━━ Source material ━━

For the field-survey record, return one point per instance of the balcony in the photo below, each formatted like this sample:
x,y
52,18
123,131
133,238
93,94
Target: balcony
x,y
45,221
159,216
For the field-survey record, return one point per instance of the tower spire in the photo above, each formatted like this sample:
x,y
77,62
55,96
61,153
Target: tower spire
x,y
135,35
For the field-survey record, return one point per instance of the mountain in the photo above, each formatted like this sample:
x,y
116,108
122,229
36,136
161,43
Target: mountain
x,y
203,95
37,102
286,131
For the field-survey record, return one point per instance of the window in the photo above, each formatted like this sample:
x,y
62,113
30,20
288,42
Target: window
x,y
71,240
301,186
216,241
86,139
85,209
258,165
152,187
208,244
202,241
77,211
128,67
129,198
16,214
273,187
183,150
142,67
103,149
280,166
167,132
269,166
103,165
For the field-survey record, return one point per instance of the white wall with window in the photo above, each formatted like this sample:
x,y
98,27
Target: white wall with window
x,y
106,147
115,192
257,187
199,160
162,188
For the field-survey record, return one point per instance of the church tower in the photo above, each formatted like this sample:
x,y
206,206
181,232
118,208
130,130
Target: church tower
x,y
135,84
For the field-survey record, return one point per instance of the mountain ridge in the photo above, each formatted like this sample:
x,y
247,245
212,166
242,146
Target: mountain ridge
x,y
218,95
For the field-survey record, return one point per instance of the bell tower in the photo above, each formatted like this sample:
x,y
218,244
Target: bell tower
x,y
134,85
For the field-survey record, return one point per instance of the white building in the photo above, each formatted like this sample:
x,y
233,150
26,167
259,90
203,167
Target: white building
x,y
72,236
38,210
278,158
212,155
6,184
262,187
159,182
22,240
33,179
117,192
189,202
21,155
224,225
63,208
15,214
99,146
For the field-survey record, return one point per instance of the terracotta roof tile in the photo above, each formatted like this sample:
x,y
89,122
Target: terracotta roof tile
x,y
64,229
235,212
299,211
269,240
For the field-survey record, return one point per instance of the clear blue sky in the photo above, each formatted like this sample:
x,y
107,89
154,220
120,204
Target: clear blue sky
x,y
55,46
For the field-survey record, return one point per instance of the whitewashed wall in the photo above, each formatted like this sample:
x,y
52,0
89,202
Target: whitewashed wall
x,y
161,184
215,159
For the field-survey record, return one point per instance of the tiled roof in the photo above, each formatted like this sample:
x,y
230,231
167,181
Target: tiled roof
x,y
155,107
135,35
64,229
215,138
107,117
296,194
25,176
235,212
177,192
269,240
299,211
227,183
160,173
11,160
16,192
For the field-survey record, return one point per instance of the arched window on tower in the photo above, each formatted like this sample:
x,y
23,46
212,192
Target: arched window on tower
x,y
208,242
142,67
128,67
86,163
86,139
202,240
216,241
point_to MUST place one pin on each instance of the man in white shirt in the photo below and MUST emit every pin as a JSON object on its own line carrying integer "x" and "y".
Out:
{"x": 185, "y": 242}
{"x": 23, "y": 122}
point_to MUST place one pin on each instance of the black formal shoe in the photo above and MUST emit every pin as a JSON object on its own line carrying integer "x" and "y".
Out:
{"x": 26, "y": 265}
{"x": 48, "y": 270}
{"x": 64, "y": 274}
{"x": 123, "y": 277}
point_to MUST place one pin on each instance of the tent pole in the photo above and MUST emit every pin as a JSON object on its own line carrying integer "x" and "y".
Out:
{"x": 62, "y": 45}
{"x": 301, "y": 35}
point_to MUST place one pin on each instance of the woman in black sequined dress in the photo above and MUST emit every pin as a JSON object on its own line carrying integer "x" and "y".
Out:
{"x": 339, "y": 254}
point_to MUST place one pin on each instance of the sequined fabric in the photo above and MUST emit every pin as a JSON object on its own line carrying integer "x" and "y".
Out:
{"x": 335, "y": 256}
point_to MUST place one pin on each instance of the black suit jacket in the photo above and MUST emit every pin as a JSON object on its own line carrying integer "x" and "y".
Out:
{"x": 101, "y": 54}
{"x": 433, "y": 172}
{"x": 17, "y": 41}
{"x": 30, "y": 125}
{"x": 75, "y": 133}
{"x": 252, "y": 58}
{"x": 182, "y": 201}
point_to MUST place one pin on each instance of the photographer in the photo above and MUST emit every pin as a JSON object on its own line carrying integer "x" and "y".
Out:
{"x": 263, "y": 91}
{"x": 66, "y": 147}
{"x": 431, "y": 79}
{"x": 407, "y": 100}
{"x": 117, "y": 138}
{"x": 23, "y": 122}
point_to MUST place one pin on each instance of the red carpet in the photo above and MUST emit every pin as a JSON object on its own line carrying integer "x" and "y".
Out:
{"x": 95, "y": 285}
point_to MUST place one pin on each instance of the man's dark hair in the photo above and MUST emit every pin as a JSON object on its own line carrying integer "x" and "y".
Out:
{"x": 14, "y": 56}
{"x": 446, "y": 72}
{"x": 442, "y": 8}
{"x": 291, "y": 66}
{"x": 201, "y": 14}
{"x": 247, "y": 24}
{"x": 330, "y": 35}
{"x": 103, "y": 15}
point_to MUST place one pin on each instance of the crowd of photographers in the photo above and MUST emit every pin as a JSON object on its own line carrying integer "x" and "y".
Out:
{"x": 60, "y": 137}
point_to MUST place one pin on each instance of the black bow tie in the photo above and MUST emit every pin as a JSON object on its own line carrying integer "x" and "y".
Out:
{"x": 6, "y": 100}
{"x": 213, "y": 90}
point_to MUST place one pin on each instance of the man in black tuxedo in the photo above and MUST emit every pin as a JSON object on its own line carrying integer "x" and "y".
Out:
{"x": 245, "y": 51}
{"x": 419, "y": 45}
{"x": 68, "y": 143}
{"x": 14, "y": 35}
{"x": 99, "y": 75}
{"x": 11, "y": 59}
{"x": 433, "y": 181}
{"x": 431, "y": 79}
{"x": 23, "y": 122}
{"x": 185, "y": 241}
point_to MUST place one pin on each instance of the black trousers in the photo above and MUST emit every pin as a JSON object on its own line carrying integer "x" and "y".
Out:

━━━

Task to carry out → Each of the records is to be written out again exactly.

Final answer →
For the field-survey record, return one point per instance of the balcony in the photo below, each formatted like this sample:
x,y
52,18
123,131
133,238
93,94
Target: balcony
x,y
45,221
159,216
For the field-survey record, return one point per instance of the tower spire in the photo above, each formatted like this sample:
x,y
77,62
55,96
61,153
Target: tower spire
x,y
135,35
For the field-survey record, return one point per instance of the mountain in the photo above, each formatted like this sample:
x,y
116,108
122,229
36,136
161,43
Target: mountain
x,y
203,95
37,102
286,131
For the field-survey record, return one point per instance of the window in the photo above, each formatted like this sample:
x,y
62,113
30,20
288,42
Target: window
x,y
71,240
301,186
216,241
86,139
85,209
258,165
152,187
208,244
202,241
77,211
128,67
129,198
16,214
273,187
183,150
142,67
103,149
280,166
167,132
269,166
103,165
For the field-survey record, return one point per instance of the white wall with window in the photo above, each formatted like this sample:
x,y
98,27
Target: white wall with window
x,y
106,147
115,192
257,187
199,160
162,188
For the field-survey record, return one point per instance of the church tower in the photo above, each formatted like this sample:
x,y
206,206
181,232
118,208
130,130
Target: church tower
x,y
135,84
For the field-survey record, return one point per instance of the mountain ridge in the photo above, each formatted like this sample:
x,y
247,245
212,166
242,146
Target: mountain ridge
x,y
218,95
For the field-survey record, return one point per instance of the bell tower in the photo above, each formatted like this sample:
x,y
218,244
Target: bell tower
x,y
134,85
For the field-survey record, return one point per instance of the white building in the photo above, each formatted like this sample:
x,y
233,150
26,167
259,90
203,167
Target: white building
x,y
72,236
38,210
278,158
212,155
6,184
262,187
159,182
22,240
33,179
117,192
189,202
21,155
224,225
63,208
15,214
99,146
For the field-survey record, return one point per instance of the terracotta roof tile in the photo above, each formatted like this sample:
x,y
89,122
Target: terracotta roof tile
x,y
64,229
235,212
299,211
269,240
For the field-survey record, return one point per instance of the clear blue sky in the photo above, each formatted like this sample:
x,y
107,89
154,220
120,204
Target: clear blue sky
x,y
55,46
For the field-survey record, return one point per instance of the whitewashed wall in the photo above, each formatted like this sample:
x,y
52,0
89,202
Target: whitewashed wall
x,y
161,184
215,159
For the field-survey record, return one point per instance of the tiled roof in the photo above, each formatted like this sample:
x,y
230,231
167,181
Target: tiled roof
x,y
155,107
135,35
64,229
215,138
107,117
296,194
25,176
235,212
177,192
269,240
299,211
227,183
160,173
11,160
16,192
For the field-survey record, return one point per instance of the arched window on tower in the photo above, each formatted like this sample:
x,y
23,46
212,192
Target: arched window on tower
x,y
208,242
142,67
128,67
86,163
86,139
202,240
216,241
point_to MUST place one pin on each instance of the man in white shirt in the photo below and MUST emit every pin as a JSON object on its own line carrying integer "x" and "y".
Out:
{"x": 185, "y": 242}
{"x": 23, "y": 122}
point_to MUST place one pin on each instance of the black formal shoe in the photo above and MUST emit every pin as a JSON object on its own line carrying integer "x" and "y".
Out:
{"x": 26, "y": 265}
{"x": 48, "y": 270}
{"x": 64, "y": 274}
{"x": 123, "y": 277}
point_to MUST place one pin on each instance of the tent pole in the photo above and MUST emit every pin as a JSON object on its own line carrying integer "x" and "y".
Out:
{"x": 62, "y": 45}
{"x": 301, "y": 35}
point_to MUST place one pin on each instance of the woman in black sequined dress in the photo above and MUST emit every pin as a JSON object on its own line carrying integer "x" and "y".
Out:
{"x": 339, "y": 254}
point_to MUST place one pin on each instance of the sequined fabric in the photo above and MUST emit every pin as a JSON object on its own line carrying integer "x" and "y".
Out:
{"x": 335, "y": 256}
point_to MUST place one pin on each instance of the black suit jacket in the photo above and MUST emit every pin as a JSON object on its own line carrying integer "x" and "y".
Out:
{"x": 101, "y": 54}
{"x": 433, "y": 172}
{"x": 17, "y": 41}
{"x": 30, "y": 125}
{"x": 75, "y": 133}
{"x": 252, "y": 58}
{"x": 182, "y": 201}
point_to MUST place one pin on each instance of the photographer in the photo above and MUST emit every pin as a JSON object on its own line carrying integer "x" and "y".
Out:
{"x": 263, "y": 91}
{"x": 66, "y": 147}
{"x": 431, "y": 79}
{"x": 407, "y": 100}
{"x": 117, "y": 138}
{"x": 23, "y": 122}
point_to MUST place one pin on each instance of the red carpet in the photo above and MUST emit every pin as a JSON object on its own line carrying integer "x" and "y".
Out:
{"x": 95, "y": 285}
point_to MUST place one pin on each instance of the man's dark hair in the photo above and MUST emit every pin as a JSON object on its own line carrying integer "x" and "y".
Out:
{"x": 14, "y": 56}
{"x": 446, "y": 72}
{"x": 442, "y": 8}
{"x": 291, "y": 66}
{"x": 201, "y": 14}
{"x": 247, "y": 24}
{"x": 330, "y": 35}
{"x": 103, "y": 15}
point_to MUST place one pin on each instance of the crowd of photographers in the photo above and MUST emit every pin as a JSON object on its own line carrying integer "x" and "y".
Out:
{"x": 60, "y": 137}
point_to MUST place one pin on each instance of the black bow tie in the photo above and MUST emit every pin as a JSON object on its own line carrying integer "x" and "y".
Out:
{"x": 6, "y": 100}
{"x": 213, "y": 90}
point_to MUST place one pin on each instance of the man in black tuxedo in the photo above and MUST emit every pin as a JSON object on its own line carrying integer "x" and "y".
Out:
{"x": 245, "y": 51}
{"x": 419, "y": 45}
{"x": 68, "y": 143}
{"x": 14, "y": 35}
{"x": 99, "y": 75}
{"x": 11, "y": 59}
{"x": 433, "y": 181}
{"x": 431, "y": 79}
{"x": 23, "y": 122}
{"x": 185, "y": 241}
point_to MUST place one pin on each instance of the black trousers in the photo above and MUST emit every pin as a JSON object on its own line carrying integer "x" and "y".
Out:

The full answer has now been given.